24
Jan
08

And again.

I had a good day today, until of course my stupid mom and my stupid stepdad ruined it.

Moving to Florida is apparently a possibility. Uhm, no. No. No. No. I hate the weather. I hate the sunshine. I hate the environment. I hate the relaxed, beachy atmosphere it gives off. At least… year-round? What the hell? I hate it, I hate it, I hate it. I HATE FLORIDA. Don’t get me wrong, I’m not saying it’s a bad place. Some people like the sunshine and a calm, beachy atmosphere. Not me. I hate it. I like the rain, I like the darkness, I like four distinctly different seasons. It’s beautiful. Florida is my kind of summer or spring break — that’s it.

And so it’s no wonder that I’ve thought of suicide or running away. Again. It’s not because my life will be over because I’ll lose my friends or whatever. It’s for personal reasons, things that are simply much too personal to share online, more so get into detail.

Objectives →
a) What kind of weather does the writer of the diary entry say they like?
b) According to the diary entry, why is the writer against moving to Florida?
c) Write what comes next in the diary entry, following on from its last sentence.

Stored records →

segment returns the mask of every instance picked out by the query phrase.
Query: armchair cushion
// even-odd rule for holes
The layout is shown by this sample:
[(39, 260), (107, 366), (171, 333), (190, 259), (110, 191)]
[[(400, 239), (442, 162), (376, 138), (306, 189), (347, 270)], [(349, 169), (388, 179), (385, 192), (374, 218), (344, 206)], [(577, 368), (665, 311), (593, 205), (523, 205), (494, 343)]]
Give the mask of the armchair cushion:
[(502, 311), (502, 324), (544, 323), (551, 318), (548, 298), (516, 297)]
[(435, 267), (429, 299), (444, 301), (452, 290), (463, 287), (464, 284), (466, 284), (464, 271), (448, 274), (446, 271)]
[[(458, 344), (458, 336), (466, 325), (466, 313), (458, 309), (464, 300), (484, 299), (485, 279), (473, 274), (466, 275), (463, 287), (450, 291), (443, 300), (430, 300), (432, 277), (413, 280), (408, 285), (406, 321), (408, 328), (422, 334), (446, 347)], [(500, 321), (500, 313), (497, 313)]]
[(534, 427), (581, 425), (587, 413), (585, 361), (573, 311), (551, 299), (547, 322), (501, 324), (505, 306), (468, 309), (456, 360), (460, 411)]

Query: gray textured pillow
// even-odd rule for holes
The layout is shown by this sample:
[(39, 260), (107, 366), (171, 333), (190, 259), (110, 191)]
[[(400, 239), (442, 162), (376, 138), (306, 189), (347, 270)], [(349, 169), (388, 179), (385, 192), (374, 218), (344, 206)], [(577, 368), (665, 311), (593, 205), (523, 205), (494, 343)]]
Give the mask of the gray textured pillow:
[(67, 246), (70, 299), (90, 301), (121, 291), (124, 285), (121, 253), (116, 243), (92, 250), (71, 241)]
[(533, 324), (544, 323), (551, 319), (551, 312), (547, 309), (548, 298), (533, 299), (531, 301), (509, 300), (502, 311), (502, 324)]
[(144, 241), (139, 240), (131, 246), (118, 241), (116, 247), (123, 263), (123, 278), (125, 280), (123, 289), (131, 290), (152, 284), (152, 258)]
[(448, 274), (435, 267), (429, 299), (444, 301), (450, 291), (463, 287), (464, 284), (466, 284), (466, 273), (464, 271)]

Expected responses →
a) The writer likes the rain, the darkness, and four distinctly different seasons.

b) The writer hates Florida's weather, sunshine, environment, and its year-round relaxed, beachy atmosphere. They prefer rain, darkness, and four distinct seasons, and see Florida as fit only for a summer or spring break.

c)
And that bitch of a mother and stepdad I have get offended when I want to grow up or get away? Puh-lease. I’m here because I’ve nowhere else to go. My dad, yeah, but he’s the reason WHY I left the Philippines. He’s not a bad person or anything, don’t get me wrong, but it’s the situation with me having to move around back and forth, changing my opinions constantly so as to not offend anyone. To remain politically correct. Tactful. Respectful. But, no. In my desire to constantly please everyone, I don’t even know what I really want myself. I say that I want this and that, but it’s only usually to impress other people. If I’m left all alone in the world, told to do anything I want, without taking anyone’s wants into consideration and only my own, I’d probably just steal a rifle and shoot myself in the head. Because really, I don’t know what I want. I don’t have a mind of my own. All I do is please people, because when I don’t, I hurt people terribly and I’m being inconsiderate. But when I don’t say anything, I’m supressing my feelings and not trusting anyone, which hurts people as well. When I do say something, though, and it’s about something that matters, of course what I say isn’t important because I’m just a kid.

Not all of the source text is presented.